Items excerpted from a collection
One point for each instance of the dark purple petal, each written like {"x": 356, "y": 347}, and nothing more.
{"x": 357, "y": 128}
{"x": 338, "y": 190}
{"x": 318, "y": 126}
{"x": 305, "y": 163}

### What you have to do:
Change "dark purple petal" to "pale violet petal" in the items and write them out again with nothing else altered.

### Exercise solution:
One point for each instance of the pale violet petal, each written like {"x": 356, "y": 347}, and nothing more.
{"x": 357, "y": 128}
{"x": 338, "y": 190}
{"x": 318, "y": 126}
{"x": 305, "y": 163}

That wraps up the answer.